* [Required work]
a – In the OpenTelemetry extract, set down the passage starting at "Create the meter" and ending at "to be long-lived.".
b – Name every service defined under "services:" in the docker-compose file shown in the OpenTelemetry extract.
c – Using the OpenTelemetry extract, decide whether each statement agrees with it, answering yes or no and quoting the words that settle it: (i) Metrics can be recorded through a tracing bridge. (ii) A new meter should be created for every request. (iii) The app sends OTLP to localhost:4317.
## BEGIN Extract provided
Metrics: the one place you call OTel directly
Metrics have no tracing bridge, so you use the OTel API directly. It is still
straightforward:
use opentelemetry::global;
// --- Counter (monotonically increasing, e.g. total requests processed) ---
let meter = global::meter("payment-service");
let counter = meter.u64_counter("payments.processed").build();
counter.add(1, &[]);
// --- Histogram (distribution of values, e.g. latency) ---
let histogram = meter.f64_histogram("payment.duration_ms").build();
histogram.record(latency_ms, &[]);
// --- With attributes (dimensions/labels for slicing in dashboards) ---
use opentelemetry::KeyValue;
counter.add(1, &[
KeyValue::new("payment.method", "card"),
KeyValue::new("payment.status", "success"),
]);Attributes are the metric equivalent of log fields they let you slice the
data by dimension (e.g. "show me payments.processed grouped by
payment.method").
Create the meter and instrument objects once (ideally at service startup or
in a lazy_static / OnceLock) and reuse them. Creating a new meter on every
request is wasteful; the underlying objects are meant to be long-lived.
Part 6 The Collector and Local Infrastructure
docker-compose.yaml
The local dev stack brings up four services:
services:
otel-collector:
image: otel/opentelemetry-collector-contrib:0.123.0
ports:
- "4317:4317" # OTLP gRPC ← your app sends here
- "4318:4318" # OTLP HTTP
- "8888:8888" # Collector self-metrics
jaeger:
image: jaegertracing/jaeger:2.6.0
environment:
COLLECTOR_OTLP_ENABLED: true
ports:
- "16686:16686" # Jaeger UI → http://localhost:16686
postgres: …
redis: …Your app sends OTLP to localhost:4317. The Collector receives it, processes
it, and forwards traces to Jaeger. Open http://localhost:16686 in your browser
to see the trace waterfall.
## END Extract provided
## BEGIN Material
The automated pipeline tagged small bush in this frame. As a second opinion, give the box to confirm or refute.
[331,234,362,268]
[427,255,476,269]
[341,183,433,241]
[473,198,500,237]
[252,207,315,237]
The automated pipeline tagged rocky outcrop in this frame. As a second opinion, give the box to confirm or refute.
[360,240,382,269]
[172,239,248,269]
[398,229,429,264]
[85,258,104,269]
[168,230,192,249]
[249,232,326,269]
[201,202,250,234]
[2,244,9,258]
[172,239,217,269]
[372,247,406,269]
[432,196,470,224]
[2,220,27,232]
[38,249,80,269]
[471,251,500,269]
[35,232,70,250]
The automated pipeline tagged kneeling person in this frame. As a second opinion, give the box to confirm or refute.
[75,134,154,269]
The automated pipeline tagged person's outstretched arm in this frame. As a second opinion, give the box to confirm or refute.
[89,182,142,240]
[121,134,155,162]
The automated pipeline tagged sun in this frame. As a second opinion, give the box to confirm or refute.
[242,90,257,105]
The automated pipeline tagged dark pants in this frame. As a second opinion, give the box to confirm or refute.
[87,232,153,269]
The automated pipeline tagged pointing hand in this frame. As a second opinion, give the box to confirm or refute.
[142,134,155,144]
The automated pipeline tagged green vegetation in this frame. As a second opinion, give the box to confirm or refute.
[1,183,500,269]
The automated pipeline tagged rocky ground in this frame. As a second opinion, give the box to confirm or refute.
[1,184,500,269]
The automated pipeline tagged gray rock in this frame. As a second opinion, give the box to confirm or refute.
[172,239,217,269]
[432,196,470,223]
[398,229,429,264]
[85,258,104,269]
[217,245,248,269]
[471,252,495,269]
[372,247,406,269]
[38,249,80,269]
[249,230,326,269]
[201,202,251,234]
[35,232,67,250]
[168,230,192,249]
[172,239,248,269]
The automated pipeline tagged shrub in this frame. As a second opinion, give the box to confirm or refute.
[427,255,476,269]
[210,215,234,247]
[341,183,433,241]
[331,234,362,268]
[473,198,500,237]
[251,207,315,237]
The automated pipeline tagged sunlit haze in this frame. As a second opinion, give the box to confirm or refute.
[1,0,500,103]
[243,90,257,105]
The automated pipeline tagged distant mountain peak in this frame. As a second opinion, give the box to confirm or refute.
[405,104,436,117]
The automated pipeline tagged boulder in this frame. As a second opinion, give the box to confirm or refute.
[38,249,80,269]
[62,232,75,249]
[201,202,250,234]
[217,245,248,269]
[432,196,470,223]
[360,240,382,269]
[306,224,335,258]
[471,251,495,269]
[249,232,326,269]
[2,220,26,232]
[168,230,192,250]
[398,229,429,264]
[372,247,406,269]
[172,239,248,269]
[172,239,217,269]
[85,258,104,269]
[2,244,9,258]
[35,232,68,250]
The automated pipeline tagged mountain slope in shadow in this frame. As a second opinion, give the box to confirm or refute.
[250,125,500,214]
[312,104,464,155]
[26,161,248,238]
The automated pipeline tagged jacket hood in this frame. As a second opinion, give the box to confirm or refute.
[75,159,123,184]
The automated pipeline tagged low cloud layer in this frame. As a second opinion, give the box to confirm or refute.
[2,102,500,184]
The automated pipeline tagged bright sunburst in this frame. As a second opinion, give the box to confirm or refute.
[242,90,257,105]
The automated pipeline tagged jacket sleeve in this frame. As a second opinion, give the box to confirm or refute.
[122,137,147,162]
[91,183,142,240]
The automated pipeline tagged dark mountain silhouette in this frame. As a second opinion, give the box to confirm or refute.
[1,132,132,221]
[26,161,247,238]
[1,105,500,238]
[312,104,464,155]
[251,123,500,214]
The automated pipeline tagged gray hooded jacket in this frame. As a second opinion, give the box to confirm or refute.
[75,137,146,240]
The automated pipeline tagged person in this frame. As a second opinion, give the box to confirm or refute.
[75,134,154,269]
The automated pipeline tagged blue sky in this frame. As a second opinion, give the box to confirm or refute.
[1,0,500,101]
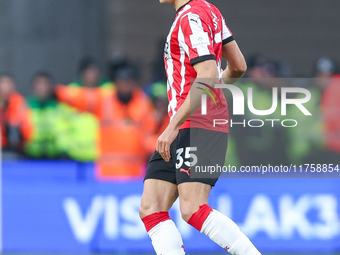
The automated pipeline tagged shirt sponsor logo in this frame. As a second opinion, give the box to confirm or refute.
[190,32,210,48]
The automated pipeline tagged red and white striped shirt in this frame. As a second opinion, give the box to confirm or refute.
[164,0,234,132]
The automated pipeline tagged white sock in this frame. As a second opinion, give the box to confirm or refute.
[201,210,261,255]
[148,220,185,255]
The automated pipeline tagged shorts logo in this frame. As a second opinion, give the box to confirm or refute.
[179,167,191,176]
[197,82,222,106]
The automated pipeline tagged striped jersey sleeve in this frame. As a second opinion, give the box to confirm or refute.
[178,13,216,65]
[222,17,234,45]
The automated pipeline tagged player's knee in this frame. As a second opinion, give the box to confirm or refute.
[181,204,197,222]
[139,202,152,219]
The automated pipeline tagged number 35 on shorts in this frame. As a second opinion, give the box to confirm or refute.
[176,147,198,169]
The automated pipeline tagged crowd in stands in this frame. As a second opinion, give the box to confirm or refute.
[0,52,340,179]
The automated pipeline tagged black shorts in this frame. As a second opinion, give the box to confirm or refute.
[144,128,228,186]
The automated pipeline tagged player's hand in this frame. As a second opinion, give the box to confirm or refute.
[156,125,179,162]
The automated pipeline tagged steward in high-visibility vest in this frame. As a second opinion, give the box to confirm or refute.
[0,74,33,153]
[25,72,99,161]
[56,64,155,179]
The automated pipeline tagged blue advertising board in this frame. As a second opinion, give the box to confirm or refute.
[2,161,340,254]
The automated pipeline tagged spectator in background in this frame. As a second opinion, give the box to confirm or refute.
[317,58,340,164]
[25,71,98,161]
[227,55,288,166]
[57,60,155,179]
[69,57,113,88]
[287,57,340,164]
[25,71,61,158]
[0,74,32,156]
[98,61,155,178]
[56,57,114,115]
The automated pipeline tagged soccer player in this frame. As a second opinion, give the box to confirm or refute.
[140,0,260,255]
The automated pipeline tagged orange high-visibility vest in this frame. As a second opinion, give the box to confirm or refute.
[56,85,156,179]
[97,90,155,178]
[0,92,33,148]
[321,75,340,152]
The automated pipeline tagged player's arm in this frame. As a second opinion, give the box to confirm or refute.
[222,41,247,83]
[156,60,218,162]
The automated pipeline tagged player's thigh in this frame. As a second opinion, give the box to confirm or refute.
[178,182,211,221]
[140,179,178,218]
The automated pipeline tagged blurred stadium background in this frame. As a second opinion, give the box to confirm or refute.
[0,0,340,254]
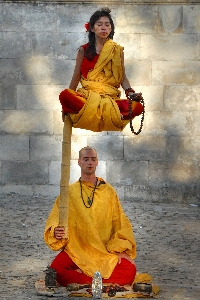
## END Material
* [Full solutions]
a –
Create the meter and instrument objects once (ideally at service startup or
in a lazy_static / OnceLock) and reuse them. Creating a new meter on every
request is wasteful; the underlying objects are meant to be long-lived.

b – otel-collector, jaeger, postgres, redis

c –
(i) No: "Metrics have no tracing bridge, so you use the OTel API directly."
(ii) No: "Creating a new meter on every request is wasteful"
(iii) Yes: "Your app sends OTLP to localhost:4317."